─── Provided passage ───

The company stays involved in every step of the process—from receiving an order to delivering the finished product. This thorough, hands-on approach is also reflected in how they work with clients.
“To put it bluntly,” says Nakamura, “we don’t necessarily do exactly what the client tells us. Sometimes, when it comes to fabric and sewing, our ideas actually lead to a better result. The reason we don’t outsource and instead do everything in-house is because we want to eliminate anything that might dilute the integrity of the quality we’re aiming for. That’s why our garments develop character and feel better the more you wear them.”
For Nakamura, the goal is to make clothing that carries lasting value—true to the spirit of Japanese craftsmanship.
Craftsmanship and Wisdom, Alive in Vintage Garments
In a corner of the factory’s meeting space, there’s a carefully curated collection of “old things”—garments and tools that form the very foundation of Nakamura Hosei’s approach to making clothes. In today’s world of advanced technology and ever-increasing production efficiency, why continue to reference these vintage items?
“Just because we can now mass-produce clothing with consistent quality, does that really mean we’ve ‘progressed’? I’m not so sure,” says Nakamura. “Take sewing machines, for instance. Back then, they represented the pinnacle of their era’s technology. You couldn’t have stitches spaced too wide or too narrow, or the needle would break. Craftspeople with tremendous passion worked together, adjusting the stitch width by the millimeter. Every garment was the result of that kind of meticulous, collective effort.”

A display of antique sewing machines in a corner of the company’s in-house shop. Beyond their beauty as objects, they inspire reflection on the care and mindset of the craftspeople who used them.
Nakamura explains that when you imagine making clothing in a time without internet, phones, or even stable electricity, you can begin to understand just how thoughtfully garments were made to last.
“Whether it was the fabric or the stitching, everything had integrity. That’s why these garments have held their value decades later; they’re like answers handed down to us. There’s an endless amount we can still learn from them.
But then you have to wonder, are today’s clothes, supposedly made with better technology, going to survive 50 years? Fast fashion, sure, but even some brand-name pieces? I get the sense that many garments being made now will simply disappear with the trends and times.”
What Nakamura Hosei strives to create are clothes that gain value over time. “I want to make things that look great the moment they’re made, and become even more beloved after three years of wear,” Nakamura says with a smile. With expert detailing and timeless design, each piece embodies both enduring craftsmanship and a philosophy of clothing that transcends trends.
What Clothes Mean: In Search of Lasting Value
In 2019, a small retail space opened on the first floor of the factory, named Nakamura Hosei Branch Store: Demise. The shop features original pieces like T-shirts and sweatshirts made with the same meticulous craftsmanship and fabric integrity that vintage garments embody.

─── Data supplied ───

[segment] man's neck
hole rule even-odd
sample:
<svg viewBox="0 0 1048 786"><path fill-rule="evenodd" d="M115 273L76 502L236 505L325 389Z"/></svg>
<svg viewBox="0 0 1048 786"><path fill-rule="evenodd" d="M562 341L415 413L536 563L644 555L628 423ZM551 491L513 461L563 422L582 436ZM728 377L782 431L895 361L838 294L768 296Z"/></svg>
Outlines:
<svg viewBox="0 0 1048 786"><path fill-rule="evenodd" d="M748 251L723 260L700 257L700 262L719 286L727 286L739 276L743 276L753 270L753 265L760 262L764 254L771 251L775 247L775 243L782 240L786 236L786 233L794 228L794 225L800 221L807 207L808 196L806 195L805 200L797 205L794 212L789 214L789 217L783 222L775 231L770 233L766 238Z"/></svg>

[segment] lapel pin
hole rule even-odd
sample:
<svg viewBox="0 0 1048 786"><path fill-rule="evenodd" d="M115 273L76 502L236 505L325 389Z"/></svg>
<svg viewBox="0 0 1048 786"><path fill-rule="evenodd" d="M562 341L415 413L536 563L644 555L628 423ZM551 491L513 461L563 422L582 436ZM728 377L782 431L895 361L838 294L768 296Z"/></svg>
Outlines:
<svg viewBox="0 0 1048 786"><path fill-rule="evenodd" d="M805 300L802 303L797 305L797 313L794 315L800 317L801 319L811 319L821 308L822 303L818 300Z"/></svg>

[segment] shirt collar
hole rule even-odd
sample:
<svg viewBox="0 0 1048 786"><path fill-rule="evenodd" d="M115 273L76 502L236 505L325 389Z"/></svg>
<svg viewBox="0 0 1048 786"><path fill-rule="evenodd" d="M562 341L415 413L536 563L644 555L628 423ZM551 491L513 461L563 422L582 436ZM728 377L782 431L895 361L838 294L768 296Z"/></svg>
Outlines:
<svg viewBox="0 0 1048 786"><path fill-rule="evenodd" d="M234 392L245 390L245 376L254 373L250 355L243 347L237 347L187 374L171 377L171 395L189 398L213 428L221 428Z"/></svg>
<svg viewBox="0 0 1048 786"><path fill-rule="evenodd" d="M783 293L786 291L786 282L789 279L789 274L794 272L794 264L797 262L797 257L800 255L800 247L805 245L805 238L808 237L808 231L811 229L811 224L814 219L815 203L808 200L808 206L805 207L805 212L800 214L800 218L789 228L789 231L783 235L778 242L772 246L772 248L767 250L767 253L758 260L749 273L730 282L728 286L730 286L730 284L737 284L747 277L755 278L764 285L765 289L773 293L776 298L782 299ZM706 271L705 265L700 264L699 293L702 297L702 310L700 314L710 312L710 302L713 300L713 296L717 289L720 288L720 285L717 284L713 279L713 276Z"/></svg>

───
─── Data supplied ───

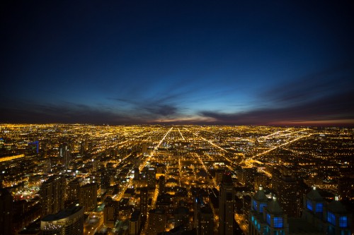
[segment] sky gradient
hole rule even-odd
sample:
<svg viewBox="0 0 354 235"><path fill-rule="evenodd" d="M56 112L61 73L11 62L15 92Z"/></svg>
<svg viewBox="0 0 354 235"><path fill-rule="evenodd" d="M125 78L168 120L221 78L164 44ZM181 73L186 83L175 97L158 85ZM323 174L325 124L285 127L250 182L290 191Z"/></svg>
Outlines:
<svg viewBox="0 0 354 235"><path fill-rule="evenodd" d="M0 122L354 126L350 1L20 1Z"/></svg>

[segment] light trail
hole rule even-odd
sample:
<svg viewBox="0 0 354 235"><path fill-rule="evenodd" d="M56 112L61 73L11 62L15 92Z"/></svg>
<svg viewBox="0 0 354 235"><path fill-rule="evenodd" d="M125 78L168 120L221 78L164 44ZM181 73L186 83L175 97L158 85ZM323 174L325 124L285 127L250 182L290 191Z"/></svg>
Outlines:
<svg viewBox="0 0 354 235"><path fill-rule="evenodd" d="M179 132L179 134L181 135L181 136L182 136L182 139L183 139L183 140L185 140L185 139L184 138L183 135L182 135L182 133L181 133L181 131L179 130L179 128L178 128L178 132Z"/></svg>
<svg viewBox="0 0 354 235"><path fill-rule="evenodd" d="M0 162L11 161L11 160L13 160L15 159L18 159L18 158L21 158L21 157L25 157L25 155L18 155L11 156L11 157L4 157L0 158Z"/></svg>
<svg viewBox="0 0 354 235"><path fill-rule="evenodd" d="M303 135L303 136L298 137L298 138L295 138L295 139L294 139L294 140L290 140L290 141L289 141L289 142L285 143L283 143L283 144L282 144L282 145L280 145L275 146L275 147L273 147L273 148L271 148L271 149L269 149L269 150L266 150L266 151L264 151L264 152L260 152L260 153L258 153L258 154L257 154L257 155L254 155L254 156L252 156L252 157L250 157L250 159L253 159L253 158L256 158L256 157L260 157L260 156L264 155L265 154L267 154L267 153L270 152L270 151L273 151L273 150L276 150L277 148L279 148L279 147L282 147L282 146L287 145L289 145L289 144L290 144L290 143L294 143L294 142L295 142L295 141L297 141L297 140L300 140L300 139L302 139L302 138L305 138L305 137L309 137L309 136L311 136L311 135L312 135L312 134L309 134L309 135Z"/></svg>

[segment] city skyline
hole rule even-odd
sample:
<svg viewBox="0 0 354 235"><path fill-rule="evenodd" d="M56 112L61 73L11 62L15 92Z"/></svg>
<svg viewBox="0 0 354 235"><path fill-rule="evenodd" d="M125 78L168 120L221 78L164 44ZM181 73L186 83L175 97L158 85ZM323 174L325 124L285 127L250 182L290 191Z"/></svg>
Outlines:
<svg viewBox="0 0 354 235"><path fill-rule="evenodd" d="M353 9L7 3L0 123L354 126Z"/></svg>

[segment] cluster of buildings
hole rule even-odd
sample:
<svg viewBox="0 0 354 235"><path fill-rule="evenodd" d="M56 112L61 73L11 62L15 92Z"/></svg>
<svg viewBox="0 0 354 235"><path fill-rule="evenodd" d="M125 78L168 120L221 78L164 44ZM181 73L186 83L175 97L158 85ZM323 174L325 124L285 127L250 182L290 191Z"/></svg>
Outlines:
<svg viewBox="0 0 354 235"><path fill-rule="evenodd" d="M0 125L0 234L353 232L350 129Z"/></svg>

───

> Directives:
1. In the passage about Nakamura Hosei, rewrite the paragraph beginning "What Nakamura Hosei strives to create" more briefly while keeping its main facts.
2. According to the passage about Nakamura Hosei, why does the company do everything in-house instead of outsourcing? Answer in one to three sentences.

> Answers:
1. Nakamura Hosei aims to make clothes that gain value over time. Nakamura wants pieces that look great when new and are loved even more after three years of wear. Through expert detailing and timeless design, each piece reflects lasting craftsmanship and a philosophy of clothing that goes beyond trends.

2. The company keeps all work in-house to eliminate anything that might dilute the integrity of the quality it aims for. Nakamura says this is why its garments develop character and feel better the more they are worn.